** Work to be completed **
Show every line of the data below that contains the string "handle", matching case exactly.

__________

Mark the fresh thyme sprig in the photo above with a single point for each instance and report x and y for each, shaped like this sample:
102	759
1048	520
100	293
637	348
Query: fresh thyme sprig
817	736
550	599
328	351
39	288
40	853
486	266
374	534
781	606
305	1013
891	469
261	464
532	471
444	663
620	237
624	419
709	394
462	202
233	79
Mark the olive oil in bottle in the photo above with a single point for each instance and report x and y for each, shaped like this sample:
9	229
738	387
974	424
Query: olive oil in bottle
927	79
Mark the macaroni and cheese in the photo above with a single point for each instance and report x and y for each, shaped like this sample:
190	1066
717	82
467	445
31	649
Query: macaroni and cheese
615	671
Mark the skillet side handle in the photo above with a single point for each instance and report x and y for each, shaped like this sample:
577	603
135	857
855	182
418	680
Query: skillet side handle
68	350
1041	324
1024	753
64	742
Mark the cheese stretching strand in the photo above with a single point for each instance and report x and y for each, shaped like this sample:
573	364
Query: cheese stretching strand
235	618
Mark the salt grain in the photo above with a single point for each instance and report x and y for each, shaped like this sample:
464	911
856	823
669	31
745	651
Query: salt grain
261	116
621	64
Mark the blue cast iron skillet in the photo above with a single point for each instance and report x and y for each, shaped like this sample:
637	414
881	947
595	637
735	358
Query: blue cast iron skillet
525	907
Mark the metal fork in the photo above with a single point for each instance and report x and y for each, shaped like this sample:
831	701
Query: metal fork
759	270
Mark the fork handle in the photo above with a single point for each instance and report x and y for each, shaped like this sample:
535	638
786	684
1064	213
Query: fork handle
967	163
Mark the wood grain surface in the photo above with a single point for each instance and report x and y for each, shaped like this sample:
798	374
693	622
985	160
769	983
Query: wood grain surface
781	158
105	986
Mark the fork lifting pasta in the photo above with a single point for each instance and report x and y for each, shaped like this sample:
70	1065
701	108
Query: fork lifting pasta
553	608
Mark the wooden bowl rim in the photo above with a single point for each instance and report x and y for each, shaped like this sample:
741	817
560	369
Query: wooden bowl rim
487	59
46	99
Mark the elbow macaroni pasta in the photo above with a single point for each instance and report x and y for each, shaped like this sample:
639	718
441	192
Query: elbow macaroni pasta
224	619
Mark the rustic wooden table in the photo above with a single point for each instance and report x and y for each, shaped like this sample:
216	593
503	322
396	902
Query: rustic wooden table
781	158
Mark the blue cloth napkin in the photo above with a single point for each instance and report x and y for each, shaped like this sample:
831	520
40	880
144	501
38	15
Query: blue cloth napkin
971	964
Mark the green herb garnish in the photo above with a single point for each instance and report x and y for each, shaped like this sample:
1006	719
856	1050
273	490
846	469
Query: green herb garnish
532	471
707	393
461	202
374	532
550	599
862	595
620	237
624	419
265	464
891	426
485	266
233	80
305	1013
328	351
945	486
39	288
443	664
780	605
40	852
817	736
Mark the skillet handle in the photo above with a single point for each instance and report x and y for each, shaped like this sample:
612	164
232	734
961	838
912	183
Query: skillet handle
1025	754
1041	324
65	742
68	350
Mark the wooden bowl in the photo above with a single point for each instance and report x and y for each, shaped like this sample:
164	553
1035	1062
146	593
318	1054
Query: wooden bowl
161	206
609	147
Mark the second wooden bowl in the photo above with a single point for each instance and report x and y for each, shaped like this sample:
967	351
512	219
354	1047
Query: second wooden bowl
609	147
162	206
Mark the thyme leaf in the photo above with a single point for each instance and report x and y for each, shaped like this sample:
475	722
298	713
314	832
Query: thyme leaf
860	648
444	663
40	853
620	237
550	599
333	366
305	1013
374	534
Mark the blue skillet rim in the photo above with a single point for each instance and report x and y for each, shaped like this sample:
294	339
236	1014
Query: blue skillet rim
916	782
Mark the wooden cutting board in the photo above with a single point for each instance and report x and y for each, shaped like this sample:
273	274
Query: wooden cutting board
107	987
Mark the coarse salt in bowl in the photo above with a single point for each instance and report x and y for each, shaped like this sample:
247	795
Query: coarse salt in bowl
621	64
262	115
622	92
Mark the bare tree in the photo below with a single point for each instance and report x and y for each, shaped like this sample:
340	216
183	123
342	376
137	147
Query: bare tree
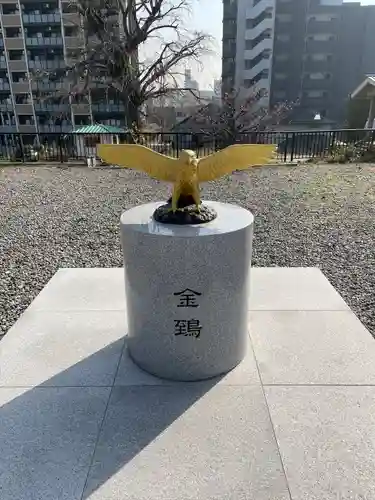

__________

** Result **
Mark the skillet side handle in the photo above with a single point for each instance and report x and y for each, shaped like this sample:
Query: skillet side handle
Mark the fork handle in the photo above with a single point for each instance and report x and y for each, shaped like this sample:
Query: fork handle
Mark the skillet handle in the photo above with a single point for each instance and report x and y for each, shaped like this sample:
Query: skillet handle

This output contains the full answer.